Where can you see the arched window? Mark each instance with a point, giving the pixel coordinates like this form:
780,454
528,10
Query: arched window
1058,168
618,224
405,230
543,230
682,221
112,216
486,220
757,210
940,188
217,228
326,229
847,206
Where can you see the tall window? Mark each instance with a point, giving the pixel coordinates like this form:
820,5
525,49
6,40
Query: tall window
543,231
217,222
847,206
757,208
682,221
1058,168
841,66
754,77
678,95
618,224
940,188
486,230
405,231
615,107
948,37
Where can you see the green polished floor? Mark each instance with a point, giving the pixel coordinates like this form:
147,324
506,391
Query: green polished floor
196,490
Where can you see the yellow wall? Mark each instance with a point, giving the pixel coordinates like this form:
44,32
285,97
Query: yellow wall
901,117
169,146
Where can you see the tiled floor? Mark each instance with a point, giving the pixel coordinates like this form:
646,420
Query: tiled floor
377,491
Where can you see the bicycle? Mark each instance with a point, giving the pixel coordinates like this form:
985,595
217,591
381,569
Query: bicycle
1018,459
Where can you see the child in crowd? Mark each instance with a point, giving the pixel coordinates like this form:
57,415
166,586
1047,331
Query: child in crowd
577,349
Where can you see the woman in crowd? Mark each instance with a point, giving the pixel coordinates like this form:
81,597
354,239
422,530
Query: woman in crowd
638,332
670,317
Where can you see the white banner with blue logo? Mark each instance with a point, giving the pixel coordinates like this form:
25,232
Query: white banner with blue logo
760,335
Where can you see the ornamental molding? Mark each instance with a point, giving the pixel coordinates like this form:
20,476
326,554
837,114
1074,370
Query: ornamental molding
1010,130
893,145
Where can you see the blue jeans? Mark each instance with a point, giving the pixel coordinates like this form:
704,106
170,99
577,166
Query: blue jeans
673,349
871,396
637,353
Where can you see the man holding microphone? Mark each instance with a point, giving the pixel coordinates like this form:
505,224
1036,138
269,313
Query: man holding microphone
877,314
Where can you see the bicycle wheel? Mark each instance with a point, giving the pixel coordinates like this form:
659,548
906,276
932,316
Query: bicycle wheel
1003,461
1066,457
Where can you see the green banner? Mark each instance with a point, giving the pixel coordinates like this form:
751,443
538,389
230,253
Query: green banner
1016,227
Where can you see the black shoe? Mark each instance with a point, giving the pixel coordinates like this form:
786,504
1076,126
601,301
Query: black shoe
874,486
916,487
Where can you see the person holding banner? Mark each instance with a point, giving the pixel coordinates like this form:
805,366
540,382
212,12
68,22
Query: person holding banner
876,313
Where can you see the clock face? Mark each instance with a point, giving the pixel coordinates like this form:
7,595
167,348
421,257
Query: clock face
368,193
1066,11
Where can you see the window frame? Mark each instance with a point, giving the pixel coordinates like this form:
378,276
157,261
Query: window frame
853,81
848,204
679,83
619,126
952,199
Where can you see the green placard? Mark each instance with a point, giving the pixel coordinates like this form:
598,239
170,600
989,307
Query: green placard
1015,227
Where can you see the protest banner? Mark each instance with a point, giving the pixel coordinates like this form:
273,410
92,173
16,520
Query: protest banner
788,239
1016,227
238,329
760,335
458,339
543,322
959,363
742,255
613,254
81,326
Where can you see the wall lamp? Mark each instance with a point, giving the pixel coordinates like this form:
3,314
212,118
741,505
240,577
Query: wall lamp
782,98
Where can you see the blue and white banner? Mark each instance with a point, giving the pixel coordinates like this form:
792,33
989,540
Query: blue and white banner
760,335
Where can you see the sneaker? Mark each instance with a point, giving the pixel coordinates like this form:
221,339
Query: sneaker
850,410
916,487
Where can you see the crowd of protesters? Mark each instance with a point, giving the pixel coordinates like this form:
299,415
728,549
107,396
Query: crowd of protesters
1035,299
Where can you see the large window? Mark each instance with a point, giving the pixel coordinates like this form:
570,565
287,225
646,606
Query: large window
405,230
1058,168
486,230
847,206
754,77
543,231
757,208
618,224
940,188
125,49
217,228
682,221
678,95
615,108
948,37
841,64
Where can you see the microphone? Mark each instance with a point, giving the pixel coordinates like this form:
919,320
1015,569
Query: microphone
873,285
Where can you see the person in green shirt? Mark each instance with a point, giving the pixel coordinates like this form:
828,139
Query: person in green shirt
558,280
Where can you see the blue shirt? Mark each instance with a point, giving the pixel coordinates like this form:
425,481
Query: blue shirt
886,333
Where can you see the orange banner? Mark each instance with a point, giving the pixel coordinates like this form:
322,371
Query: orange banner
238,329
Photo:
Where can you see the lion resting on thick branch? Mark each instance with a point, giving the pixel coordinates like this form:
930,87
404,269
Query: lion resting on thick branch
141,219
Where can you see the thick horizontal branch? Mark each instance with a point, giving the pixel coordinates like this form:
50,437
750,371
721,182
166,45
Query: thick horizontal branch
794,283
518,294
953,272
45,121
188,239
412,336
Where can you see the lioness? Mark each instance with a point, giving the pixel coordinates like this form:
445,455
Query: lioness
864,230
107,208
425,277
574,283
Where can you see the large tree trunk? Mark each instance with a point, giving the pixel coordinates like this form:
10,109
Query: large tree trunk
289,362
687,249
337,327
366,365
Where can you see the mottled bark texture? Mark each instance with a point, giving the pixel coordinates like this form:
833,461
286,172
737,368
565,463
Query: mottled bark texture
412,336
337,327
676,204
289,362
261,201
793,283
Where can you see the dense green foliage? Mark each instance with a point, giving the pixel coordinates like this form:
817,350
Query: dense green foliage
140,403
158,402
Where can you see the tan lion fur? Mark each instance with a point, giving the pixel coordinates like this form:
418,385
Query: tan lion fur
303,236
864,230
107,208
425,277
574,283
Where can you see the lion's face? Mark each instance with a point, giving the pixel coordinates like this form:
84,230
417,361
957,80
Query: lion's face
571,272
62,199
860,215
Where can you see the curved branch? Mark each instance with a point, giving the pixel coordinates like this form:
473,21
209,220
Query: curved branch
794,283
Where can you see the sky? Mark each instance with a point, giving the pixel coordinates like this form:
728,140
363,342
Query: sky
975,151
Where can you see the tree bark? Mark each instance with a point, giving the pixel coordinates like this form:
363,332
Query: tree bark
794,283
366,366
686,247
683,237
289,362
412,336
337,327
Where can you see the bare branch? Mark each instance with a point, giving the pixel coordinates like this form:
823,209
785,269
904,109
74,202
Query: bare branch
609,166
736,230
........
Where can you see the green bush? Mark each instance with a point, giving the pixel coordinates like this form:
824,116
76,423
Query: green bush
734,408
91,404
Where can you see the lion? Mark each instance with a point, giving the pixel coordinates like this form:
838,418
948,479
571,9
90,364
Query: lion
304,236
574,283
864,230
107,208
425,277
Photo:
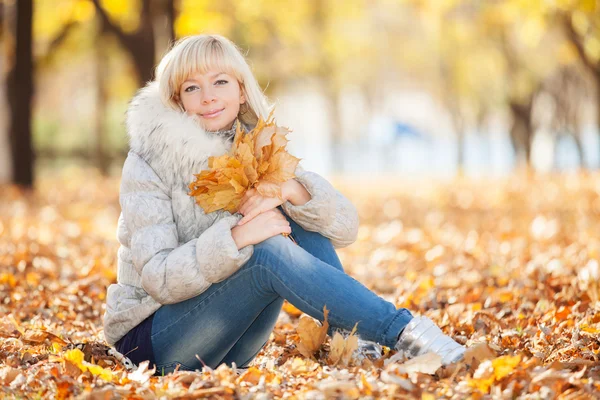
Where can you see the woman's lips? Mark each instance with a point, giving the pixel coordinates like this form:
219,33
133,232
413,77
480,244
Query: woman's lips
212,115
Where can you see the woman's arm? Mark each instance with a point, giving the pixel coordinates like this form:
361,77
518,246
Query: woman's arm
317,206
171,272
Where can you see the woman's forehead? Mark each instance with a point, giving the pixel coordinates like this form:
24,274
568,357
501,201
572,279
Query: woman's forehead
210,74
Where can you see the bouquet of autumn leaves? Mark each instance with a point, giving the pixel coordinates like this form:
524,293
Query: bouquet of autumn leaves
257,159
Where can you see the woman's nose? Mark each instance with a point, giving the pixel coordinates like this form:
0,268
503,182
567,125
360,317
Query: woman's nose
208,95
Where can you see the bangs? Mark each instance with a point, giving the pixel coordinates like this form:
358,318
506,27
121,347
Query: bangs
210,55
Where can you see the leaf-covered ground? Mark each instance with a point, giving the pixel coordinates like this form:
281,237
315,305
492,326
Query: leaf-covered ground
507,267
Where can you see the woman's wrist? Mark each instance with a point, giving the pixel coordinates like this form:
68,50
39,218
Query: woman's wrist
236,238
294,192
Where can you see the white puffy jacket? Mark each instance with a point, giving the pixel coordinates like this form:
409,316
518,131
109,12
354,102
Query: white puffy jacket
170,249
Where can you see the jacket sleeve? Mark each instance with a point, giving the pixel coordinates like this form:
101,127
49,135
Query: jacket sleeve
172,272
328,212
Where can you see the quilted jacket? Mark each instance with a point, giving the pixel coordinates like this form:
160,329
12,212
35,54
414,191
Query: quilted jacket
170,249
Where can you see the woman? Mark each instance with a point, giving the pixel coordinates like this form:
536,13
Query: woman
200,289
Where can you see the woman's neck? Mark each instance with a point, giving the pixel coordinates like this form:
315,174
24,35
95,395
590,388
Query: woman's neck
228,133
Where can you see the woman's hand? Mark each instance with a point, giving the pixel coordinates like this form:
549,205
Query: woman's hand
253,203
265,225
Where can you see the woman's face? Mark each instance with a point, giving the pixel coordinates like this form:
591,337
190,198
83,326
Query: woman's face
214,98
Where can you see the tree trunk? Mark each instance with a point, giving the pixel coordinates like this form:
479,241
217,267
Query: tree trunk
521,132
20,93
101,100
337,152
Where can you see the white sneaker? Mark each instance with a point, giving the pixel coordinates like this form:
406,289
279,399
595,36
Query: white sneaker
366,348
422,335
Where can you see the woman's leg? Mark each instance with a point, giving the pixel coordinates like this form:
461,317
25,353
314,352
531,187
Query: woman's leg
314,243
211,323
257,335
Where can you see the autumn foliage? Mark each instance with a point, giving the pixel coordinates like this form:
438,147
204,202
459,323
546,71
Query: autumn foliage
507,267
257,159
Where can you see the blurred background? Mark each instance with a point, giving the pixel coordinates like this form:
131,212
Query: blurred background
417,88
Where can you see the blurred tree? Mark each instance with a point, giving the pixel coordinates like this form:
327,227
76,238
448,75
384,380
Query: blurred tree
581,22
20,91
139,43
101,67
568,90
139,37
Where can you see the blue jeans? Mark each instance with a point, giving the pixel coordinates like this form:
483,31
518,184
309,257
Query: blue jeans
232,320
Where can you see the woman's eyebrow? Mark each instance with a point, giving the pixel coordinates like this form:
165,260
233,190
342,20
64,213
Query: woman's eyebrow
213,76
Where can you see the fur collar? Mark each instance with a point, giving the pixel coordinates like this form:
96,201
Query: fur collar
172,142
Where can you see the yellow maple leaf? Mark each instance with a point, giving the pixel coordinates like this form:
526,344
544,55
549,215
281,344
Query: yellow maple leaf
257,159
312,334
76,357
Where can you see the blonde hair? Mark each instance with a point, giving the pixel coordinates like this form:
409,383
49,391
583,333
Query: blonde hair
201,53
........
**GOAL:** Reproduce every line of the entries above that contains the string "tree". Treat case as significant.

**THE RESULT:**
Where can you see the large tree trunk? Mark each instance with a point, giving the pixel coordinates like this form:
Query: large tree trunk
Where can you see the tree bark? Mark each instance with a point, giving the pixel coordinates like this form:
Query: tree bark
Where can you see the tree trunk? Mark each instance with a point, giving the pixel coordinates like this form:
Query: tree trunk
Where can you see the blurred tree? Mark each instance with a point, giving the pixel coordinates like this form:
Query: blurred tree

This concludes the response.